### FRAGMENTO SELECCIONADO
Crítica de teatro: Las horas fuera de los márgenes
No suele hablarse con frecuencia en literatura de Bruno Schultz, un extraordinario escritor polaco, contemporáneo de Witold Gombrowicz y Franz Kafka y que murió en 1942 asesinado por los nazis. Ha sido considerado uno de los grandes prosistas de la lengua de su país, como lo prueban cuentos como La calle de los cocodrilos, Agosto, Los pájaros, Los maniquíes, Las tiendas color canela, El sanatorio del sepulturero y otros. Pero ejerció también con mucha destreza la pintura y el dibujo gráfico. Su calidad para hacer retratos lo salvó durante un tiempo de la crueldad nazi, pues un oficial del hitlerismo, aun sabiendo que era judío, lo protegió durante un tiempo para que le hiciera dibujos sobre sus familiares y amigos. Eso, sin embargo, no lo salvó de la muerte a manos de otro oficial del Ejército ocupante de Polonia.
Javier Margulis, conocido director argentino, que hace poco tiempo montó en el Cervantes La muerte y la doncella, del escritor chileno Ariel Dorfman, decidió llevar a escena uno de sus cuentos, El jubilado, al que adaptó colocándole otro título: Las horas fuera de los márgenes. Ha sido la suya una iniciativa loable, porque Schultz es un autor digno de ser conocido y de ser llevado a escena. Como ocurre en muchas ocasiones, la tarea de transcribir al lenguaje teatral una obra que tiene estructura esencialmente narrativa no resulta fácil. Y en la labor de Margulis, a pesar de haber trasladado en la recreación todo el espíritu del relato, lleno de ironías y aspectos fantásticos, esa dificultad se nota. Muy especialmente en la fluidez de la representación que, por más que aborde en su camino una gramática más poética que realista, no puede dejar de sentir cierta pesadez de la falta de acciones y conflictos concretos.
El personaje central de este cuento es un viejo jubilado que extraña los tiempos en que su cuerpo estaba abocado a toda clase de actividades. Y desde su buhardilla –muy bien ambientada por una escenografía reveladora de detalles precisos y típicos de una vida austera- ve pasar las horas y el tiempo sin grandes expectativas de cambio. Hasta que un día, con la venia del director de una escuela primara, logra que lo reinscriban en las clases de uno de los grados, donde sus compañeros al parecer lo ven como un semejante por la pequeñez de su cuerpo. Él no solo tolera, sino que festeja, que los chicos lo traten con la desconsideración y confianza que tienen con los demás. Ve en eso una prueba de que lo aceptan. Y así disfruta de sus días hasta que un extraño fenómeno natural lo arranca del lugar donde había obtenido tanta felicidad en la etapa final de su existencia.
Además de los logros escenográficos y de una música que subraya bien los climas del relato –compuesta por el propio Margulis-, debe elogiarse la interpretación que hace del único personaje Fidel Vitale, un actor joven que seguramente fue elegida adrede para acentuar los rasgos próximos a la niñez que muestra el jubilado.

### DATOS
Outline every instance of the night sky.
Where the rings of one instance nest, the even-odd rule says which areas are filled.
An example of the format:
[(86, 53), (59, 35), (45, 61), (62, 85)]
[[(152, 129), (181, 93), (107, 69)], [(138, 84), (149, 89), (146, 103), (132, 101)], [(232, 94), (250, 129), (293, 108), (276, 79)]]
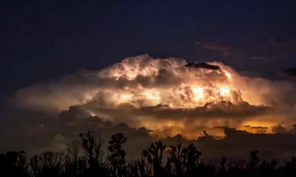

### QUÉ HACER
**A.** Resume en dos oraciones la crítica de teatro sobre Las horas fuera de los márgenes.
**B.** Traduce al inglés esta oración de la crítica de teatro: "Pero ejerció también con mucha destreza la pintura y el dibujo gráfico."
**C.** Según la crítica de teatro, ¿quién compuso la música de la obra?

### SOLUCIONES
**A.** Javier Margulis llevó a escena con el título Las horas fuera de los márgenes el cuento El jubilado, de Bruno Schultz, un escritor polaco asesinado por los nazis en 1942. La crítica elogia la escenografía, la música y la interpretación de Fidel Vitale, pero señala que la representación sufre cierta pesadez por la falta de acciones y conflictos concretos.

**B.** But he also practiced painting and graphic drawing with great skill.

**C.** La compuso el propio Javier Margulis.